Directions for this task ->
Reproduce the rows below word for word, leaving out the pictures.

========

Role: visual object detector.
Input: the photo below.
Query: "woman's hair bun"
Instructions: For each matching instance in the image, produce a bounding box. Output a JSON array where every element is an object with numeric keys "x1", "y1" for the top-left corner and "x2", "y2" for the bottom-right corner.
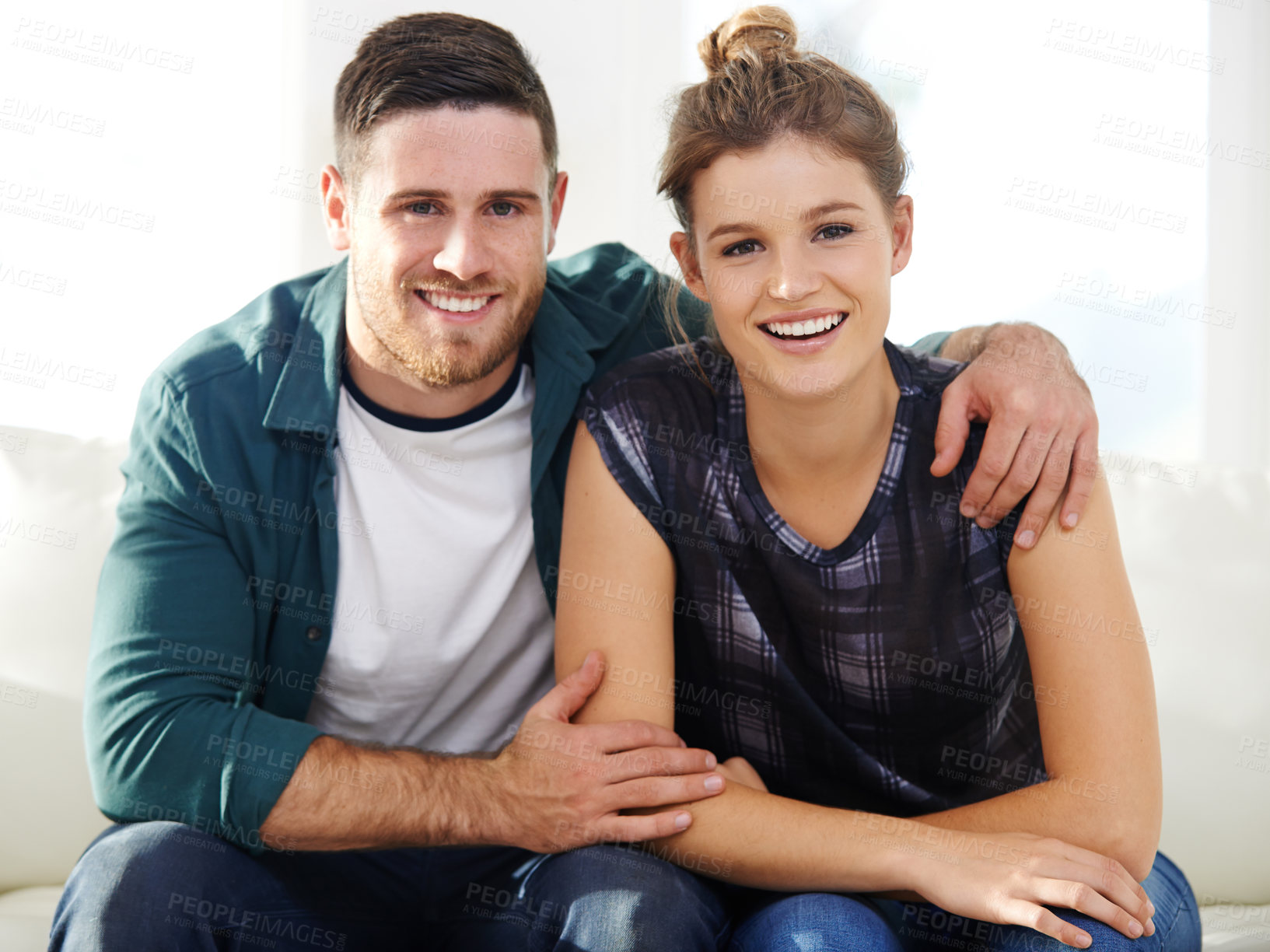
[{"x1": 698, "y1": 6, "x2": 798, "y2": 74}]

========

The answer ->
Role: visual object detector.
Input: the photo below.
Query: "woman's hair bun"
Instructions: For each matching instance in the image, produce a bounding box. Output a JSON array where every element is an object with numeric keys "x1", "y1" for the top-left corner and "x2", "y2" for the bottom-right corner.
[{"x1": 698, "y1": 6, "x2": 798, "y2": 74}]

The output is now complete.